TAREAS A REALIZAR
1: Resume en dos oraciones el fragmento sobre el atraso iberoamericano.
2: Devuelve cada línea de las entradas que contenga la palabra "person", teniendo en cuenta las mayúsculas y minúsculas.

FRAGMENTO
#####

También como en el resto del planeta, el marxismo revolucionario, certificada su defunción en 1989, está siendo rehecho y reconstruido (aunque, lamentablemente, no regenerado ni siquiera reparado) por los nuevos movimientos de irredentismo anticapitalista, los adoradores de la pobreza, los nostálgicos de la jaula de hierro y del populismo más demagógico, en forma de zapatismo posmoderno, rancio indigenismo, narco-guerilla y grupos antiglobación. Estas agrupaciones, reposiciones de la nueva/vieja izquierda, subsisten y se reproducen sobre los rescoldos de arcaicos mitos y leyendas, a la sombra del espíritu del Che Guevara y del cadáver político insepulto de Fidel Castro. Todo ello bajo el paraguas de la gran Coartada justificadora de todos los males de la «comunidad latinoamericana», a saber, los Estados Unidos de América, los USA.
El cuarto paradigma histórico del atraso iberoamericano se advierte en la resistencia, todavía poderosa en sus sociedades, a dejar atrás los planteamientos populistas y estatistas de gestión y gobierno, para abrirse a las políticas liberales de crecimiento económico y de estabilidad política, anunciadas por las tendencias que hace algunos años impulsaron las economías de Chile, acaso México y de alguna otra economía centroamericana. Los patrones económicos autárquicos y proteccionistas conducen a la parálisis y la ruina, como se ha mostrado paradigmáticamente en la reciente sublevación en Bolivia a propósito de la comercialización del gas a Estados Unidos y México. En el caso boliviano encontramos las constantes del drama iberoamericano: anacronismo, indigenismo, insurrección, marxismo-leninismo reconstituido y fascinación política e ideológica por la pobreza. Bolivia tiene de todo eso y más: gas y miseria, necesidad de modernización y mitología. Tras Venezuela, Bolivia retiene en sus intestinos la mayor reserva de gas del continente. La comercialización de esta riqueza natural permitiría aliviar la estrechez económica en la que viven miles de ciudadanos. Sin embargo, la presión de la calle, agitada por los movimientos de izquierda y del indigenismo, ha frustrado la iniciativa comercial, negándose a sacar fuera del país lo que les pertenece –el gas, dicen, sólo es de ellos y para ellos; pero así no se come– y menos para dárselo al gringo: éstas serían, pues, las «políticas de progreso» de la izquierda revolucionaria. El presidente Sánchez de Lozada tuvo que dimitir e instalarse en Miami, mientras el país sigue penando su miseria y denunciando la falta de oportunidades de desarrollo. Democracia, economía liberal y sentido común versus indigencia, autarquía e indigenismo: he aquí el dilema.

#####

ENTRADAS PROPORCIONADAS

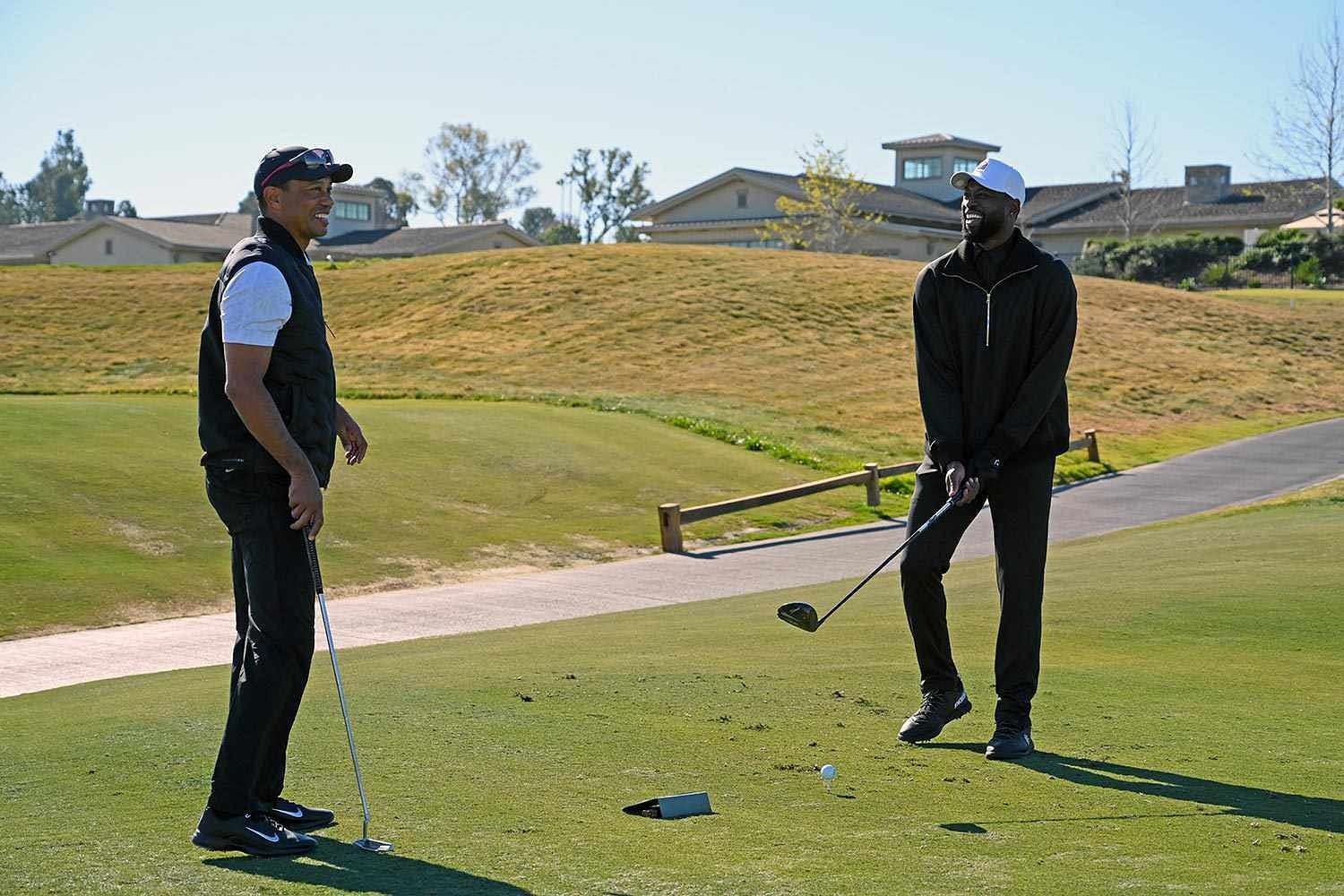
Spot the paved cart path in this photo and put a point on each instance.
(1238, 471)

#####

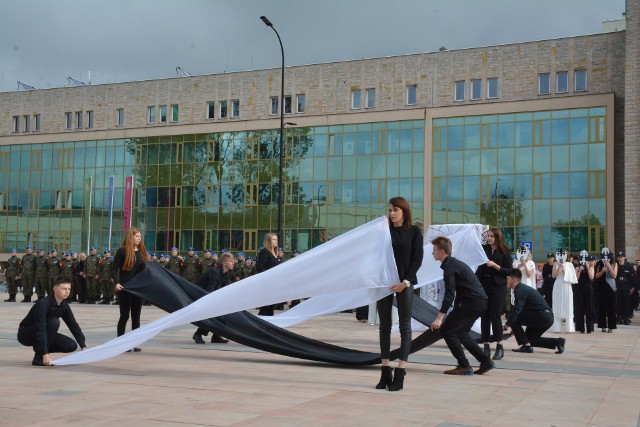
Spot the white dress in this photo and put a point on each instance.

#####

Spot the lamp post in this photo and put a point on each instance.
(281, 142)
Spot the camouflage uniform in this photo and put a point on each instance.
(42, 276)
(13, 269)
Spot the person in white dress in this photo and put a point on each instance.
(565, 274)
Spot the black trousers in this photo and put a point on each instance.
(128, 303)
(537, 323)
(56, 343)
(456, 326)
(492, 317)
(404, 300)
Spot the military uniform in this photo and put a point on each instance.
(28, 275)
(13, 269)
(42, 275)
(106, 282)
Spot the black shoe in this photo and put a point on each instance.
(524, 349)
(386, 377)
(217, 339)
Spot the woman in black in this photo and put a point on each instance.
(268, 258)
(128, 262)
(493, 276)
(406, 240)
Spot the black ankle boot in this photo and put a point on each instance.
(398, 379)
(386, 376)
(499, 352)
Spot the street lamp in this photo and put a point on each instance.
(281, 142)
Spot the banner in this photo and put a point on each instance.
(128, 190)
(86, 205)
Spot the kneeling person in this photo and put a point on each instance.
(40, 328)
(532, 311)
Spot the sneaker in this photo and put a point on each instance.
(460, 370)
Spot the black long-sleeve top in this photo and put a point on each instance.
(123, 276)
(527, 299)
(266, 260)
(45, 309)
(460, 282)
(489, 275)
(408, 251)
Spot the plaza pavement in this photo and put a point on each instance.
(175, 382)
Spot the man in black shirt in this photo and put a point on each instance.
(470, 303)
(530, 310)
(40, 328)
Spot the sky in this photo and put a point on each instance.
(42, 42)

#####

RESPUESTAS
1: Según el fragmento, el marxismo revolucionario está siendo reconstruido por nuevos movimientos anticapitalistas e indigenistas, que se amparan en los Estados Unidos como coartada de todos los males de la «comunidad latinoamericana». El cuarto paradigma del atraso iberoamericano es la resistencia a abandonar el populismo y el estatismo, como muestra Bolivia, donde la presión de la calle frustró la venta de gas a Estados Unidos y México y el presidente Sánchez de Lozada tuvo que dimitir.

2:
Spot the person in white dress in this photo and put a point on each instance.
Spot the kneeling person in this photo and put a point on each instance.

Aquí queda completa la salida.